TASK DESCRIPTION:
Lay out every line of the records below as a JSON list of strings, one string per line, skipping blank lines. Leave the picture lines out of your answer.

[Pointing dataset records]
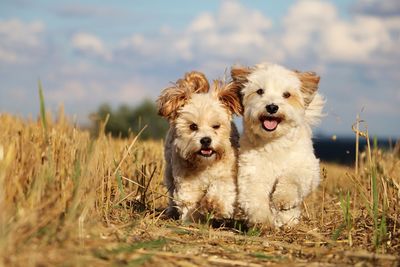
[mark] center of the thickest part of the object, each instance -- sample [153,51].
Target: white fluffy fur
[199,185]
[277,169]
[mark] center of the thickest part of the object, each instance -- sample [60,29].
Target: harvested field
[70,199]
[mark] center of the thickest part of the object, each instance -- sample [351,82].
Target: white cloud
[20,41]
[233,33]
[90,44]
[314,28]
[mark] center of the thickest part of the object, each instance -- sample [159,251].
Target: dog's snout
[205,141]
[272,108]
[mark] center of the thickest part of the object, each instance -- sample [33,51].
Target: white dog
[277,165]
[200,147]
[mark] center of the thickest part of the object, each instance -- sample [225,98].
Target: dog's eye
[286,95]
[193,127]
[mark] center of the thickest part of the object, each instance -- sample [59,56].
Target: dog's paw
[282,200]
[214,207]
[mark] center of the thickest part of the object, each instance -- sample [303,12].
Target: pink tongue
[206,152]
[270,124]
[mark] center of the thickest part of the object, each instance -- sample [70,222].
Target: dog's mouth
[270,123]
[206,152]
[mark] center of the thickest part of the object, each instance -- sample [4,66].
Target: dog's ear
[309,85]
[229,96]
[175,97]
[240,74]
[195,81]
[239,79]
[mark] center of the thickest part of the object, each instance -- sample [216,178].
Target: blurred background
[114,57]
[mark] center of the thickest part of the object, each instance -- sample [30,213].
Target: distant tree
[126,120]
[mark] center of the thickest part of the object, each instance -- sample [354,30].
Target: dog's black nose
[205,141]
[272,108]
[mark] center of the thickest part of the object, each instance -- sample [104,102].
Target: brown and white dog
[200,147]
[277,165]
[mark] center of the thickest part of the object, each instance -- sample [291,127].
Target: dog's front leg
[220,198]
[187,196]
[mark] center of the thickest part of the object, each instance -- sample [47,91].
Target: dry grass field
[69,199]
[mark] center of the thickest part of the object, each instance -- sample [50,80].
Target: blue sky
[91,52]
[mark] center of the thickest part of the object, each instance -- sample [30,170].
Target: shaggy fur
[277,165]
[200,147]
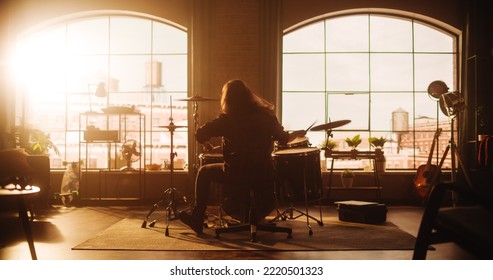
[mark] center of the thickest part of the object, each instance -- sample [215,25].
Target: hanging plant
[377,143]
[328,145]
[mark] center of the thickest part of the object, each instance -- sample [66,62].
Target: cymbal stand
[168,197]
[289,212]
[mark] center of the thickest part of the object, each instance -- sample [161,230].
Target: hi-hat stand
[168,197]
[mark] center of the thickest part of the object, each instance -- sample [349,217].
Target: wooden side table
[21,195]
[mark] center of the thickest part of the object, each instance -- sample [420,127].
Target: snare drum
[298,170]
[298,142]
[210,158]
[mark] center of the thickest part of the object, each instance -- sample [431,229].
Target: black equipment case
[362,211]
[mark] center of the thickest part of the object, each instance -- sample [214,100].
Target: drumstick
[310,126]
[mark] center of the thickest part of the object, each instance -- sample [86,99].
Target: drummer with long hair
[248,127]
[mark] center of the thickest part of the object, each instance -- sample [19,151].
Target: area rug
[333,235]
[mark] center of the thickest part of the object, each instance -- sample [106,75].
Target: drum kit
[168,197]
[297,164]
[299,176]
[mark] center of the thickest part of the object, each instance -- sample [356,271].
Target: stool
[21,194]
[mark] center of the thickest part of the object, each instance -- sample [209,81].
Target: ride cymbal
[171,127]
[330,125]
[197,98]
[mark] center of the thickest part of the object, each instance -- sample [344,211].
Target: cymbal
[330,125]
[171,127]
[197,98]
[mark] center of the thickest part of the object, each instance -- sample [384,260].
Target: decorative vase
[380,160]
[347,182]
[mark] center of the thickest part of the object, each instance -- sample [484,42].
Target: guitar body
[426,177]
[428,174]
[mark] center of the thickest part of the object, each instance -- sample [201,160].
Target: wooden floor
[57,229]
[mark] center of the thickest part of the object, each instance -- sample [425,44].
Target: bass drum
[237,199]
[295,169]
[298,142]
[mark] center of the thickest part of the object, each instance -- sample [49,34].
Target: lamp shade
[101,90]
[437,88]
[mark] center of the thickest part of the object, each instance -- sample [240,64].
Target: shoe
[192,221]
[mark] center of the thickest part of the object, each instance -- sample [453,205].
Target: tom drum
[298,174]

WRITTEN SOLUTION:
[
  "[mark] center of the thickest part of the object, each instance -- sample [153,51].",
  "Target: white fluffy fur",
  "[199,185]",
  "[277,169]",
  "[mark] center of the thickest part of the object, each instance -- sample [60,29].",
  "Target: harvested field",
  "[70,199]",
  "[mark] center of the thickest part of the object, each instance -- sample [351,82].",
  "Target: white cloud",
  "[20,41]",
  "[233,33]",
  "[90,44]",
  "[314,28]",
  "[mark] center of the thickest part of the object, each instance -- sample [159,251].",
  "Target: dog's snout",
  "[205,141]",
  "[272,108]",
  "[mark] center of the thickest part of the object, each instance -- sample [33,51].",
  "Target: white dog",
  "[277,165]",
  "[200,147]",
  "[mark] center of the thickest part of the object, each instance -- sample [225,98].",
  "Target: dog's eye",
  "[286,95]",
  "[193,127]",
  "[mark] center of the thickest part of the object, each instance -- sample [59,56].",
  "Target: dog's paw",
  "[282,200]",
  "[214,207]",
  "[mark] center of the thickest part of the object, each instance -- sample [303,12].",
  "Target: pink tongue",
  "[206,152]",
  "[270,124]",
  "[mark] center of the thickest part of the object, each instance -- sample [70,222].",
  "Target: dog's mouth",
  "[270,123]",
  "[206,152]",
  "[mark] center of the thickest part of the object, each instance -- sample [4,66].",
  "Target: dog's ear",
  "[309,85]",
  "[229,96]",
  "[175,97]",
  "[240,74]",
  "[195,81]",
  "[239,79]",
  "[mark] center of the thickest part of the object, each instance -- sample [216,178].",
  "Target: blurred background",
  "[114,57]",
  "[mark] center of the thickest part of the object, each instance -- sample [30,213].",
  "Target: distant tree",
  "[126,120]",
  "[mark] center of the thickest part of the object, each instance -- sample [354,30].",
  "Target: dog's black nose",
  "[205,141]",
  "[272,108]",
  "[mark] center of the thickest part of the object, each instance -- sample [104,102].",
  "Target: brown and white dog",
  "[200,147]",
  "[277,165]",
  "[mark] center of the thickest part of the object, each instance -- sample [291,127].",
  "Target: dog's front leg",
  "[220,198]",
  "[187,196]",
  "[mark] center of the thickest part of the object, each instance -- sample [47,91].",
  "Target: dry grass field",
  "[69,199]",
  "[mark] center of the thickest part of the object, each instance -- sample [50,80].",
  "Target: blue sky",
  "[91,52]",
  "[mark] center of the thickest part of the object, each instance -- sample [30,170].",
  "Target: shaggy fur",
  "[277,165]",
  "[200,147]",
  "[mark] center of the thickest part of the object, each instance -- sample [215,25].",
  "Target: hanging plant",
  "[377,143]",
  "[328,145]",
  "[mark] center of the thickest part of the object, each instance -- sample [66,62].",
  "Target: cymbal stand",
  "[168,197]",
  "[289,212]",
  "[mark] center of the thickest part of the object, each instance -- sample [161,230].",
  "Target: hi-hat stand",
  "[168,197]",
  "[mark] center of the thickest part of the object, each instance -- sample [349,217].",
  "Target: wooden side table",
  "[21,195]",
  "[mark] center of the thickest part of the object, each instance -- sample [420,127].",
  "Target: snare drum",
  "[298,170]",
  "[298,142]",
  "[210,158]",
  "[mark] center of the thickest part of the object, each instance -- sample [431,229].",
  "Target: black equipment case",
  "[362,211]",
  "[mark] center of the thickest part of the object, each instance -- sample [214,100].",
  "Target: drumstick",
  "[310,126]",
  "[mark] center of the thickest part of the object, each instance -- sample [86,99].",
  "Target: drummer with long hair",
  "[248,127]",
  "[mark] center of the thickest part of the object, each instance -- sample [19,151].",
  "Target: area rug",
  "[333,235]",
  "[mark] center of the thickest part of the object, each instance -- sample [106,75].",
  "Target: drum kit",
  "[168,197]",
  "[297,164]",
  "[299,176]",
  "[mark] center of the thickest part of the object, each instance -- sample [356,271].",
  "Target: stool",
  "[21,194]",
  "[mark] center of the thickest part of the object, each instance -- sample [209,81].",
  "Target: ride cymbal",
  "[171,127]",
  "[330,125]",
  "[197,98]",
  "[mark] center of the thickest part of the object, each instance -- sample [344,211].",
  "Target: cymbal",
  "[330,125]",
  "[171,127]",
  "[197,98]",
  "[mark] center of the thickest part of the object, each instance -- sample [384,260].",
  "Target: decorative vase",
  "[380,160]",
  "[347,182]",
  "[mark] center of the thickest part of the object, each instance -- sample [484,42].",
  "Target: guitar body",
  "[426,177]",
  "[428,174]",
  "[mark] center of the thickest part of the object, each instance -- sample [201,160].",
  "Target: wooden floor",
  "[57,229]",
  "[mark] center of the thickest part of the object, each instance -- sample [425,44].",
  "Target: bass drum",
  "[237,199]",
  "[295,169]",
  "[298,142]",
  "[mark] center of the thickest part of the object, each instance -- sample [49,34].",
  "Target: lamp shade",
  "[101,90]",
  "[437,88]",
  "[mark] center of the thickest part of the object, each instance -- sample [240,64].",
  "Target: shoe",
  "[192,221]",
  "[mark] center of the thickest part of the object, each instance -- sample [453,205].",
  "Target: tom drum",
  "[298,174]"
]